**WORK ORDER:** Exclude pictures; retype the lines below from the line containing "Target: stem" through the end of the records, both ends kept.

**SOURCE RECORDS:**

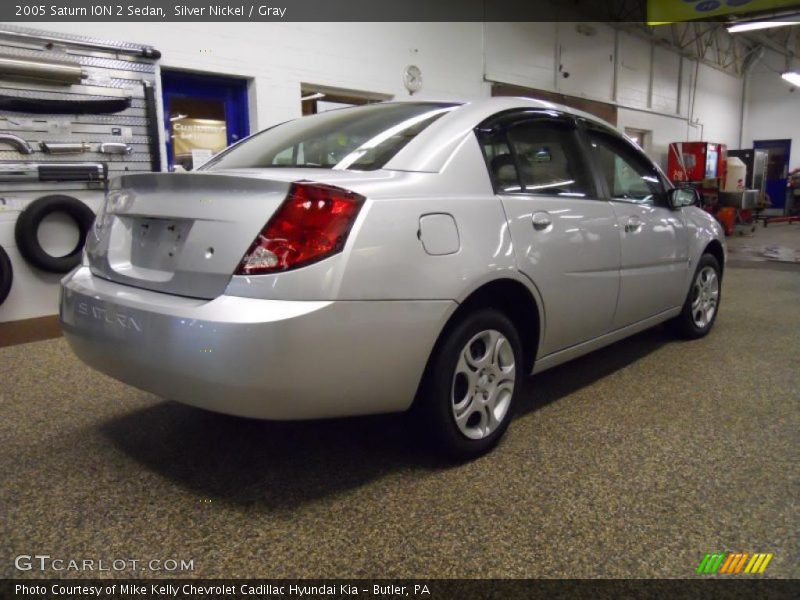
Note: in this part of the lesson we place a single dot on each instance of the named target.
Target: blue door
(777, 169)
(203, 114)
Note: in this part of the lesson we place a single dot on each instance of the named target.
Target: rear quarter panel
(384, 259)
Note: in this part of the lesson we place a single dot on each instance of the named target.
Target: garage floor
(631, 462)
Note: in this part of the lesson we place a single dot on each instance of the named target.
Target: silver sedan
(410, 255)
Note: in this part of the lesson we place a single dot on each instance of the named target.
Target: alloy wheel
(483, 384)
(705, 297)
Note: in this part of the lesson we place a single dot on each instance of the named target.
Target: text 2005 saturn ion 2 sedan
(391, 256)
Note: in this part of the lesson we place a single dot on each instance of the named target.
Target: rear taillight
(311, 224)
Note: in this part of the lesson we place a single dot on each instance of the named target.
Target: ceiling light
(753, 25)
(792, 77)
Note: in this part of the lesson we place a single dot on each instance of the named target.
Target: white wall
(772, 106)
(454, 57)
(280, 56)
(655, 87)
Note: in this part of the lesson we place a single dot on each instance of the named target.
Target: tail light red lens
(311, 224)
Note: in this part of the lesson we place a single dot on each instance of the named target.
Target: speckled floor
(631, 462)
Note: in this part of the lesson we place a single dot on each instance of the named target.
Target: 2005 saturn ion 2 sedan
(409, 255)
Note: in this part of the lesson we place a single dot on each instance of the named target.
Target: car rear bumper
(270, 359)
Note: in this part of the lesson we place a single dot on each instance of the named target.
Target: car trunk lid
(181, 234)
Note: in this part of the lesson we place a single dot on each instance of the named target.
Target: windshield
(362, 138)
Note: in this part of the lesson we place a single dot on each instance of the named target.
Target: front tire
(702, 303)
(474, 376)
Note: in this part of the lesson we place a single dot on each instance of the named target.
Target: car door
(654, 238)
(564, 238)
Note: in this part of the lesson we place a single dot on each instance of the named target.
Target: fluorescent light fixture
(792, 77)
(754, 25)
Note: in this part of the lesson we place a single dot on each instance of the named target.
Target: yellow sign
(660, 12)
(198, 134)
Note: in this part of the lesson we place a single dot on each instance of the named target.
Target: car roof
(430, 149)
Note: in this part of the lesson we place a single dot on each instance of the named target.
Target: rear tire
(702, 302)
(468, 395)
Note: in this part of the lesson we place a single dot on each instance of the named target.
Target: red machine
(694, 162)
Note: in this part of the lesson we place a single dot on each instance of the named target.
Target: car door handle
(633, 224)
(541, 221)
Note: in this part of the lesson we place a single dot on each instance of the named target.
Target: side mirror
(680, 197)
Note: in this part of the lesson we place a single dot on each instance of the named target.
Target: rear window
(363, 138)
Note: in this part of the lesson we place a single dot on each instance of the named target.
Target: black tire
(27, 228)
(6, 275)
(435, 408)
(686, 325)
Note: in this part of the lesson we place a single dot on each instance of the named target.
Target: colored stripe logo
(734, 563)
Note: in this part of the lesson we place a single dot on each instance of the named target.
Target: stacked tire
(26, 231)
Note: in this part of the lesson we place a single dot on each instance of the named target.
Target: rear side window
(362, 138)
(629, 176)
(538, 157)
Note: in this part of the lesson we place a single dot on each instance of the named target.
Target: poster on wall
(197, 140)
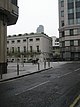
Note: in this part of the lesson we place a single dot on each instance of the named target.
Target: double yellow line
(75, 101)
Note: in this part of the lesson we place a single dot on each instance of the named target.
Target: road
(57, 87)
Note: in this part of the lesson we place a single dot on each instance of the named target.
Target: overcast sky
(33, 13)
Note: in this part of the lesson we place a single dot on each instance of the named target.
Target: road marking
(33, 87)
(77, 69)
(64, 75)
(75, 101)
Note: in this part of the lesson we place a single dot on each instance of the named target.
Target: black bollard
(48, 64)
(44, 64)
(17, 69)
(1, 71)
(38, 66)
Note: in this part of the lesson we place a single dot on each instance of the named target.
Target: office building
(40, 29)
(69, 29)
(8, 16)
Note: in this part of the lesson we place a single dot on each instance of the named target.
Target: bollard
(38, 66)
(44, 64)
(1, 71)
(48, 64)
(17, 69)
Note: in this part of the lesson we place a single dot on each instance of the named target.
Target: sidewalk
(25, 70)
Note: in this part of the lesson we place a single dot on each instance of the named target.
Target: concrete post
(3, 43)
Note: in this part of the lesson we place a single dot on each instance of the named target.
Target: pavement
(26, 69)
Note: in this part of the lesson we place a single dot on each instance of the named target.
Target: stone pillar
(3, 43)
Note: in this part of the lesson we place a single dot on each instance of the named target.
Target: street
(57, 87)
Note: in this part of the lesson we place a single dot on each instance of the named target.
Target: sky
(33, 13)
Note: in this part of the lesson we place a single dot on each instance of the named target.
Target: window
(72, 43)
(62, 13)
(62, 23)
(24, 40)
(7, 42)
(78, 20)
(63, 43)
(70, 1)
(37, 48)
(18, 49)
(7, 50)
(71, 32)
(12, 49)
(13, 41)
(67, 33)
(78, 42)
(71, 21)
(14, 2)
(18, 41)
(30, 40)
(30, 48)
(63, 34)
(24, 48)
(70, 11)
(62, 3)
(37, 39)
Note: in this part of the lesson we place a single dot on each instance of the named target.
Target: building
(69, 29)
(40, 29)
(30, 46)
(55, 48)
(8, 16)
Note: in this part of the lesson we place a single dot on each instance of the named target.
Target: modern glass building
(69, 29)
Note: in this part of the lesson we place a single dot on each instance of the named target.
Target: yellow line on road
(75, 101)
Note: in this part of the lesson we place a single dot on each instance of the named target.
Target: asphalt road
(57, 87)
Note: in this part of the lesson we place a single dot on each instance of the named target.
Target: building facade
(8, 16)
(40, 29)
(55, 48)
(31, 46)
(69, 29)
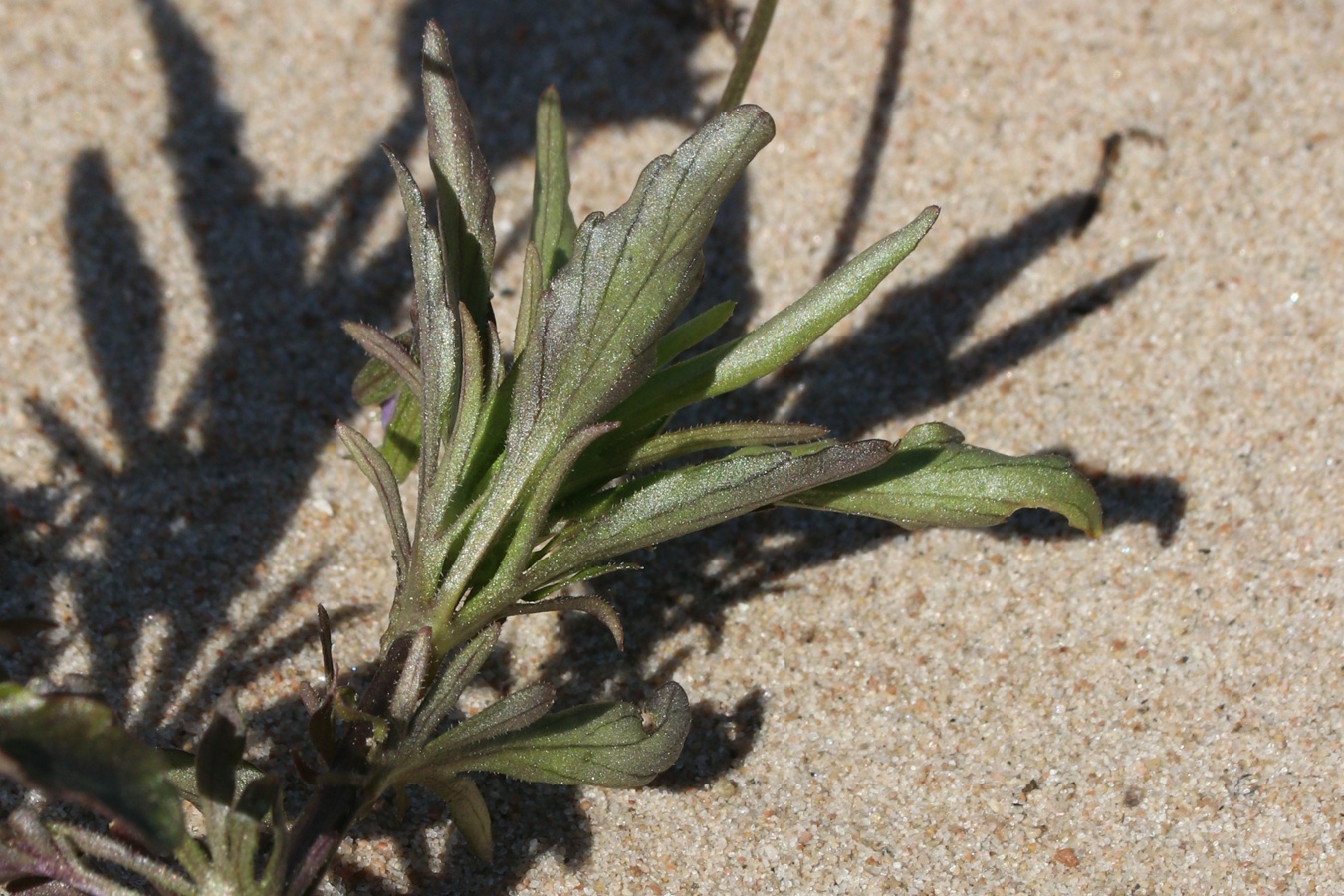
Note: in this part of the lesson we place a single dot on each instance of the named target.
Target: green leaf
(588, 603)
(779, 340)
(517, 711)
(376, 381)
(668, 446)
(630, 276)
(70, 747)
(219, 753)
(932, 479)
(467, 808)
(602, 745)
(453, 677)
(402, 435)
(465, 195)
(553, 219)
(384, 481)
(390, 352)
(529, 297)
(661, 507)
(694, 332)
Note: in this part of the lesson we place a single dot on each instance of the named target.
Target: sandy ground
(194, 200)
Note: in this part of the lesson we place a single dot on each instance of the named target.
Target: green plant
(534, 476)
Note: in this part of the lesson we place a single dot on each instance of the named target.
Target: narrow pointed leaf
(390, 352)
(376, 381)
(465, 195)
(219, 753)
(72, 749)
(533, 518)
(588, 603)
(694, 497)
(546, 590)
(517, 711)
(452, 680)
(629, 278)
(530, 296)
(411, 681)
(468, 811)
(384, 481)
(553, 219)
(779, 340)
(694, 332)
(602, 745)
(258, 796)
(668, 446)
(402, 435)
(933, 479)
(180, 772)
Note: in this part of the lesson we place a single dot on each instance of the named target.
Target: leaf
(588, 603)
(376, 381)
(468, 811)
(452, 680)
(932, 479)
(465, 195)
(219, 753)
(529, 297)
(402, 435)
(779, 340)
(72, 749)
(630, 276)
(180, 772)
(602, 745)
(384, 483)
(660, 507)
(410, 684)
(668, 446)
(390, 352)
(694, 332)
(517, 711)
(553, 219)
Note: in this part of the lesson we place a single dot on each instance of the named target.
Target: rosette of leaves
(540, 473)
(537, 473)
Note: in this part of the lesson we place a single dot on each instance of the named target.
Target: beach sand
(194, 199)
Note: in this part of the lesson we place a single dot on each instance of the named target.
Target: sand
(194, 200)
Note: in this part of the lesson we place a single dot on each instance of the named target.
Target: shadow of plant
(198, 500)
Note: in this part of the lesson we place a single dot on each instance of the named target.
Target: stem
(748, 55)
(345, 790)
(107, 849)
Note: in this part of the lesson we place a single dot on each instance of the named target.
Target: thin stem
(748, 55)
(100, 846)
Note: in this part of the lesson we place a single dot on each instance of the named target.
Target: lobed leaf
(465, 195)
(779, 340)
(70, 747)
(661, 507)
(452, 680)
(602, 745)
(553, 219)
(694, 332)
(391, 353)
(933, 479)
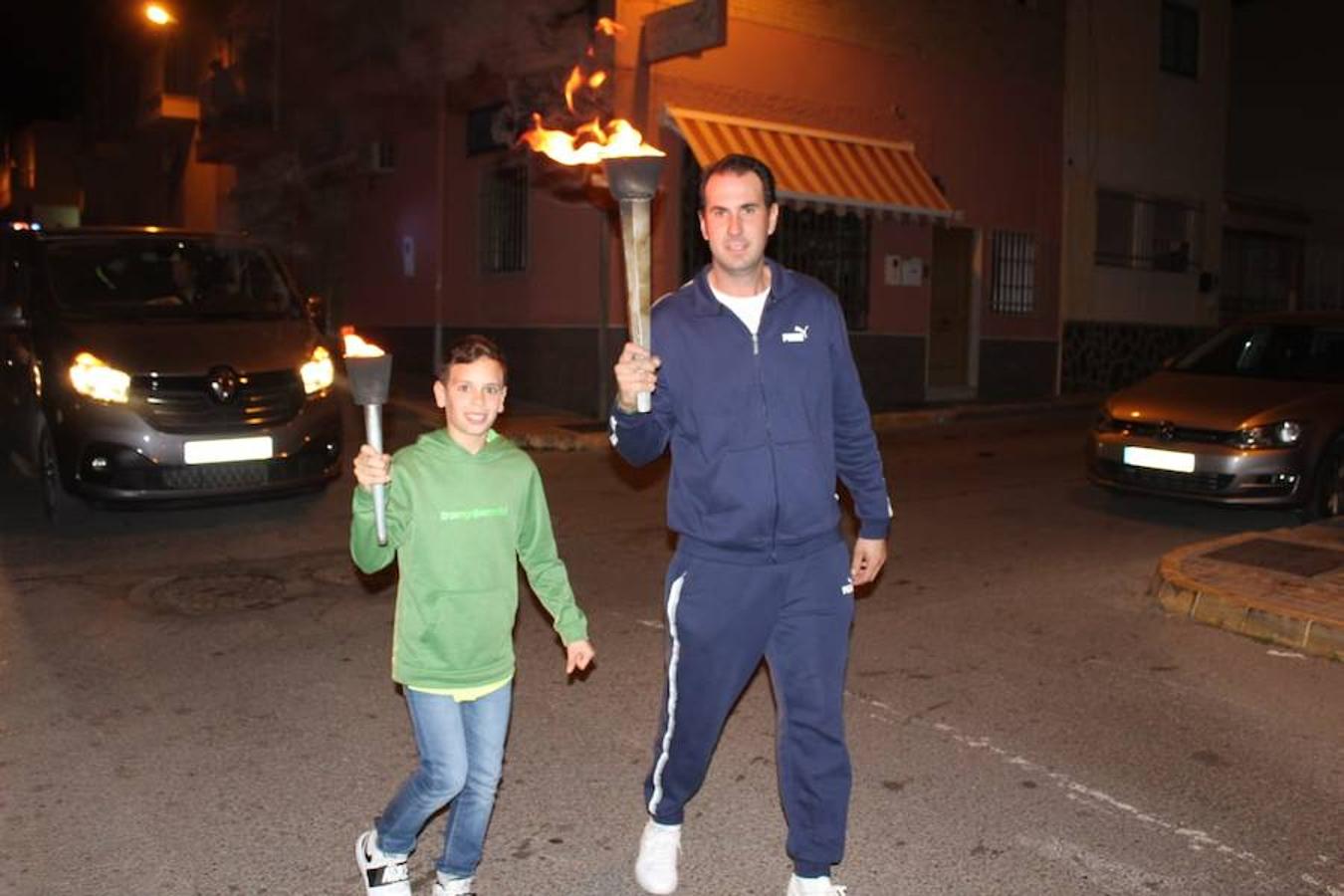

**RESPONSE AREA:**
Target: stem
(748, 55)
(345, 790)
(107, 849)
Note: in this part of the lesson we place a single dot on each instance of the named target.
Target: thin stem
(748, 55)
(100, 846)
Note: in this part of the lesson we place a single dot on each instance of the named target.
Target: lobed leaf
(465, 195)
(779, 340)
(70, 747)
(661, 507)
(452, 680)
(602, 745)
(553, 219)
(694, 332)
(391, 353)
(933, 479)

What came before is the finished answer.